**Stored records:**
***
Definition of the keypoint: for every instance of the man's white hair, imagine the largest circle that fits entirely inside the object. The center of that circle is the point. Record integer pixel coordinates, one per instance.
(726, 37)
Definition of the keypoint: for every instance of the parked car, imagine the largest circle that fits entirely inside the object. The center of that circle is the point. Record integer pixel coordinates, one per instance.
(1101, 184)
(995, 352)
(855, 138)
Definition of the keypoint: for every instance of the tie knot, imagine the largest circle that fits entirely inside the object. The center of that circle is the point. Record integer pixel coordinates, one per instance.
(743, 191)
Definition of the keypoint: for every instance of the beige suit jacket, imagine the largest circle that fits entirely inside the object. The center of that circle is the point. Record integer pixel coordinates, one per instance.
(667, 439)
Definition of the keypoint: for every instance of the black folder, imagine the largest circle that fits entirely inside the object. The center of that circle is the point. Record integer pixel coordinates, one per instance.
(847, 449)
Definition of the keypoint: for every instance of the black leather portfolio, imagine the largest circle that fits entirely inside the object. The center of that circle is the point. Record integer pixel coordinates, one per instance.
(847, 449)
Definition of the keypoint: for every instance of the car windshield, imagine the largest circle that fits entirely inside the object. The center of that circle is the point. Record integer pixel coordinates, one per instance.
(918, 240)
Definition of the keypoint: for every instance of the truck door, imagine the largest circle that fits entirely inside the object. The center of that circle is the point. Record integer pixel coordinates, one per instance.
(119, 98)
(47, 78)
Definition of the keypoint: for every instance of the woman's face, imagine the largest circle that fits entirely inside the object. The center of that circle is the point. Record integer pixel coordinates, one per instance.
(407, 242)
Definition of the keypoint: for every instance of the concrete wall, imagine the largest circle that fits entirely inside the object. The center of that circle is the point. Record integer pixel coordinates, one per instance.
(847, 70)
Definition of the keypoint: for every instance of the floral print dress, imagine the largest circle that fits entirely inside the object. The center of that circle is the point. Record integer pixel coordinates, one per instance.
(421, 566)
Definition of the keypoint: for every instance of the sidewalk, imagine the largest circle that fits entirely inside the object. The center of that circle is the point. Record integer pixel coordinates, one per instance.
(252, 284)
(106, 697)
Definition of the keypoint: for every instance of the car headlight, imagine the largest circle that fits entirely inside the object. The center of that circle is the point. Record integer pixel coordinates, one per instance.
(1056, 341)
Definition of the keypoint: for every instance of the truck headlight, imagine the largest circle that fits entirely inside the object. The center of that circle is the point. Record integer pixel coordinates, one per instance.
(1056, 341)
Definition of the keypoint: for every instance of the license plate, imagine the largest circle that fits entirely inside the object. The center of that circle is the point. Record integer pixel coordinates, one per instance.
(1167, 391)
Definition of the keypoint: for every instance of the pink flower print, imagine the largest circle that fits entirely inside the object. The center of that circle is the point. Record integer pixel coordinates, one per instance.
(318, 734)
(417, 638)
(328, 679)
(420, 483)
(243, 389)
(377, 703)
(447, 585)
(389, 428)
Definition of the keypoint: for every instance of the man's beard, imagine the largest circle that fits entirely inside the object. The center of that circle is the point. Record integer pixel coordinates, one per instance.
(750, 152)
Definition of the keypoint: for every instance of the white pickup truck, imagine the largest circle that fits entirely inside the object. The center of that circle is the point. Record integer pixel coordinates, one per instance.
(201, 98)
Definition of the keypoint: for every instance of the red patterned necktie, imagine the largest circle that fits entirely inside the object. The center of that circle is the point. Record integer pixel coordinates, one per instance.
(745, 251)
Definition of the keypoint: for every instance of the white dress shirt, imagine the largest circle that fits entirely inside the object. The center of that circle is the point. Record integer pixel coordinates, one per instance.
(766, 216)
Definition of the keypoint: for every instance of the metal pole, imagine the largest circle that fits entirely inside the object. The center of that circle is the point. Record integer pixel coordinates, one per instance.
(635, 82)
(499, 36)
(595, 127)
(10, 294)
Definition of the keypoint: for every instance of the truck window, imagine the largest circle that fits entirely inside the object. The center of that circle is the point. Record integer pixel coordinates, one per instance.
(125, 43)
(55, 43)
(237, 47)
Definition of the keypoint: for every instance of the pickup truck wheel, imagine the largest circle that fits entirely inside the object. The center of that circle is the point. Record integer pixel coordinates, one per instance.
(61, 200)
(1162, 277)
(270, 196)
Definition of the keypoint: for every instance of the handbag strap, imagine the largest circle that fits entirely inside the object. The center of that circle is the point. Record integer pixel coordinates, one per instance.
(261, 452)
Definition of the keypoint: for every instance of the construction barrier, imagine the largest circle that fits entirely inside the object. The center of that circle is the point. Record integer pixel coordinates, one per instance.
***
**Exercise details:**
Write down every line of the data exactly as it appears above.

**Written answer:**
Definition of the keypoint: for every instance of the man's white hair, imagine the largest circle that fits entirely inside the object. The center of that circle is the point. Record integer pixel coordinates, one per instance.
(726, 37)
Definition of the keypoint: for every instance of the parked car, imagine the largest circle that fits entirely inside the object. The center of that circle is the point. Record integer pixel coordinates, one per instance.
(1101, 184)
(995, 352)
(855, 138)
Definition of the keypoint: for every instance of the tie knot, imagine the largest circle that fits entirely inside the object. The center of that circle is the point. Record integer pixel coordinates, one per instance.
(743, 191)
Definition of the keypoint: for every instance of the beige suit jacket, imagine the largest circle that fits entirely inside the object. The center of that circle is the point. Record integer pixel coordinates, one per instance.
(667, 439)
Definition of the keypoint: for every instance of the black folder, imagine the largest circle that fits entirely inside the object. The center of that circle is the point. Record integer pixel coordinates, one per instance.
(847, 449)
Definition of the keypoint: for every instance of the black leather portfolio, imagine the largest circle that fits entirely inside the object. The center of that circle is the point. Record integer pixel coordinates, one per instance.
(847, 449)
Definition of the keypoint: for every instance of the car windshield, imagine the largest circle that fits entirely inside the object. The center of that circle is the point. Record integer pixel coordinates, one per instance.
(918, 240)
Definition of the keypoint: for every instance of the truck door, imagine the largest circle that fits entirely inside the object. The center of that circle is the point. Record integer pixel coordinates, one per instance.
(119, 98)
(47, 78)
Definition of the keypoint: for every instance of the woman's face, imagine the largest circle that fits entirely inside the object. The center of that circle is the point. Record integer pixel coordinates, one per instance.
(407, 242)
Definition of the keypoint: for every instance of the concrete wall, imagine the largest circle that fits entirely inside the object. The center of that circle is the point. Record integer pixel coordinates, one per instance.
(847, 70)
Definition of the keypoint: for every instance of the floral print dress, imagine the largest circle that fits entirely inside the object. The center of that circle is the point. Record integer pixel coordinates, one per instance.
(421, 566)
Definition of the keypoint: for every instance of the sidewalk, imagine the largest circle that fits entirely inside the object. The center of that circle is the point. Record integer pixel coordinates, one per instance.
(252, 284)
(106, 697)
Definition of the keypoint: for every instance of the car headlight, imagine the largest circle that fits entirely inside the object. The center of that circle is the point. Record integer pixel coordinates, one per instance.
(1056, 341)
Definition of the keypoint: for every instance of the truck headlight, imagine the largest circle that fits entirely inside the object. The center of that circle is the point. Record integer pixel coordinates, one per instance.
(1056, 341)
Definition of the keypoint: for every instance of the license plate, imagine the largest circle that fits entirely inside the object. The center of that circle is the point. Record integer pixel coordinates, one per instance.
(1167, 391)
Definition of the keypoint: for every instance of the pink flower print, imagine the largest circle that fits entirely inside the object. The center of that circle is the point. Record integer pixel coordinates, one per instance.
(318, 734)
(417, 638)
(328, 679)
(420, 483)
(243, 389)
(377, 703)
(447, 585)
(389, 428)
Definition of the keypoint: for every instance of the man's beard, imagine the largest circle that fits entirely inside the object. The center of that circle is the point. Record integer pixel coordinates, one per instance.
(750, 152)
Definition of the keypoint: for every instance of the white pickup truck, imagine the largest circle that fits entirely inside the object. The center of that circle is the point. Record integer pixel coordinates, one per instance.
(201, 98)
Definition of the keypoint: for every instance of the red patterned necktie, imagine the largest circle that fits entirely inside the object. The center of that circle is the point. Record integer pixel coordinates, one per instance.
(745, 251)
Definition of the keypoint: for every instance of the white dress shirt, imagine the largest circle that fits entirely inside the object. The center of that circle is the point. Record integer pixel coordinates, one per instance.
(766, 216)
Definition of the keypoint: for every instance of the metal pole, imagine the largest circle that fits entirely inside the object. The center of that circle is the point. Record integer pixel coordinates, one per instance.
(635, 82)
(499, 36)
(595, 127)
(10, 294)
Definition of the keypoint: for every instance of the truck window, imagine the largest circle that fits entirely inside the object. The center of that circle is the point. Record integer pixel coordinates, one per instance.
(125, 43)
(55, 43)
(237, 47)
Definition of the keypoint: for every instance of the pickup truck wheel, imagine the largest circle that fits entirely inside the object. The center of that circle is the point. Record integer pixel coordinates, one per instance.
(61, 200)
(1162, 277)
(270, 196)
Definition of the keypoint: for every instance of the handbag strap, imagine the largest circle that fits entirely inside the object. The center of that circle is the point. Record integer pixel coordinates, one per instance.
(261, 452)
Definition of the keypoint: for every instance of the construction barrier, imagine the largest circle that fits entirely inside the object. The center of that circle is the point. Record integer pixel coordinates, one per instance.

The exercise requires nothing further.